** Opening AVAILABLE RECORDS block **
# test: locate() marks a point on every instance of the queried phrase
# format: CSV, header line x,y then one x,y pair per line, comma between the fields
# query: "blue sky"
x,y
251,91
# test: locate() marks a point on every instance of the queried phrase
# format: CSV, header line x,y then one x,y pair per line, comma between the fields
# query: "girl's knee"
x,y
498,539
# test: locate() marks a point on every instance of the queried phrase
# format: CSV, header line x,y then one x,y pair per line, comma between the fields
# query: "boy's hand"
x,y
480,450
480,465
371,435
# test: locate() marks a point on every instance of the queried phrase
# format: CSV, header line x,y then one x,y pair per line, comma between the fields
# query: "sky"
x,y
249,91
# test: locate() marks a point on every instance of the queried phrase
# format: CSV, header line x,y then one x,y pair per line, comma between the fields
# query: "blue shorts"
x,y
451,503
** Closing AVAILABLE RECORDS block **
• **ACTIVITY**: The required output is the full set of entries, reproduced verbatim.

• **WRITTEN SOLUTION**:
# test: locate() marks a point on every instance of the queried phrase
# format: CSV, header line x,y then one x,y pair per line, comma between the fields
# query: "blue sky"
x,y
251,91
# test: locate() marks a point on every instance of the queried phrase
# format: CSV, header line x,y then one x,y pair per line, comma between the fields
# query: "girl's knee"
x,y
498,539
# test: locate() marks a point on every instance of the queried phrase
# format: CSV, header line x,y then one x,y pair per line, comma between the fields
# query: "boy's hand"
x,y
480,450
480,465
371,435
# test: locate() marks a point on every instance of the queried phrase
# format: CSV, header line x,y then one x,y pair per line, comma between the fields
# query: "sky"
x,y
249,91
# test: locate() marks a point on every instance of the queried phrase
# format: CSV, header line x,y then one x,y pair per line, comma between the fields
# query: "blue shorts"
x,y
451,503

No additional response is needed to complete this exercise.